→ Required tasks
• a. For the excerpt on zeroth-order optimization below, decide whether each statement agrees with it: (i) the visual modality shows larger gradient variance; (ii) consecutive layers outperform interleaved layers; (iii) the novelty rating calls the MoZO design highly unexpected. Answer yes or no for each and quote the deciding words.
• b. According to the excerpt on zeroth-order optimization below, what two elements make up the MoZO design?
• c. Please carry the excerpt on zeroth-order optimization below forward from its last sentence.

Broader implications: The ZO-FO hybrid optimization paradigm can potentially be generalized to other PEFT scenarios (e.g., VLM instruction tuning), particularly under memory constraints. The finding that visual modality exhibits larger gradient variance suggests that visual and language branches may require distinct optimization strategies beyond simply tuning the learning rate, offering insights for multimodal training design. The superiority of interleaved layers over consecutive ones resonates with the role of skip connections in ResNets, suggesting that per-layer optimizer diversity benefits feature learning.

Rating¶

Novelty: ⭐⭐⭐⭐ — First systematic study of ZO in VLCL with a novel perspective; however, ZO itself is not a new technique and the MoZO design (sign normalization + reduced perturbation) is relatively intuitive.

→ Supplied material
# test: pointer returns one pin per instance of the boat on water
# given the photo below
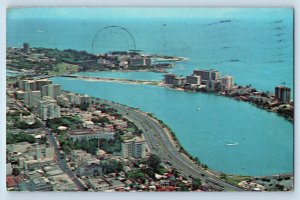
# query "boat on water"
(232, 144)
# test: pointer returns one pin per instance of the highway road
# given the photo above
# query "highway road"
(160, 143)
(63, 163)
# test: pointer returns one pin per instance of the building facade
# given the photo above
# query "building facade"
(135, 148)
(283, 94)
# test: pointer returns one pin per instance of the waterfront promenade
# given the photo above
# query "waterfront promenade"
(160, 143)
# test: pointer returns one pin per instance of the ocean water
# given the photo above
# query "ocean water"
(229, 136)
(253, 45)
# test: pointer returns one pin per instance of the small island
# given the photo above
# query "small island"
(60, 126)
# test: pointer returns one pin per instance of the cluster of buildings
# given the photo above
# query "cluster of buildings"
(40, 96)
(124, 60)
(38, 169)
(211, 80)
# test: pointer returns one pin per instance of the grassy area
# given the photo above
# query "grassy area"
(63, 68)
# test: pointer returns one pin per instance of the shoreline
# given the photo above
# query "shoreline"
(160, 84)
(175, 141)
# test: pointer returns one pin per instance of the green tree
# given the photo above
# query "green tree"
(196, 184)
(16, 172)
(154, 162)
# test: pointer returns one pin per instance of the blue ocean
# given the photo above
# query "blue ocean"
(253, 45)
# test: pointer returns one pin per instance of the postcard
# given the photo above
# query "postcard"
(150, 99)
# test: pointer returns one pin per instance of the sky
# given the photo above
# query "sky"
(85, 12)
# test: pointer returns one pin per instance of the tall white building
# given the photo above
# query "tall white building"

→ Answer list
• a.
(i) Yes: "visual modality exhibits larger gradient variance"
(ii) No: "The superiority of interleaved layers over consecutive ones"
(iii) No: "the MoZO design (sign normalization + reduced perturbation) is relatively intuitive"

• b. Sign normalization and reduced perturbation.

• c.
Experimental Thoroughness: ⭐⭐⭐⭐ — Branch-wise and layer-wise exploration is comprehensive with rich ablations; however, datasets are small-scale and comparisons with broader VLCL methods are lacking.
Writing Quality: ⭐⭐⭐ — The logical structure is clear, but the writing contains redundancies and some passages restate the same observations; notation is not fully consistent.
Value: ⭐⭐⭐⭐ — Provides a new optimization perspective and practical solution for PEFT-based VLCL with clear memory advantages; real-world impact is somewhat limited by the CLIP + small-dataset experimental scope.